What is needed. Write out every line of the rows below again, requests included, and add -83 to each bounding box coordinate in the answers. Leave all numbers in the requests and their sample formats unchanged.

Collected data:
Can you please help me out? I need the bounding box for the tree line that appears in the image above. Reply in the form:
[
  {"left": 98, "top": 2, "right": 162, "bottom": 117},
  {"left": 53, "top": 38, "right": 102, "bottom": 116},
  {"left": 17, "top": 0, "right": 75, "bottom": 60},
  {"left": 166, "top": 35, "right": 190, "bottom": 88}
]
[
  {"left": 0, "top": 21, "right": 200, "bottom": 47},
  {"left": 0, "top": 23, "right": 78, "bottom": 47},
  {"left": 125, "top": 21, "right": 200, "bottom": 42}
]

Written solution.
Can you please help me out? I need the bounding box for the tree line that appears in the image above. Reply in the form:
[
  {"left": 98, "top": 2, "right": 162, "bottom": 117},
  {"left": 53, "top": 38, "right": 102, "bottom": 116},
  {"left": 17, "top": 0, "right": 75, "bottom": 60},
  {"left": 166, "top": 35, "right": 190, "bottom": 88}
]
[
  {"left": -83, "top": -62, "right": 117, "bottom": -36},
  {"left": -83, "top": -60, "right": -5, "bottom": -36},
  {"left": 42, "top": -62, "right": 117, "bottom": -41}
]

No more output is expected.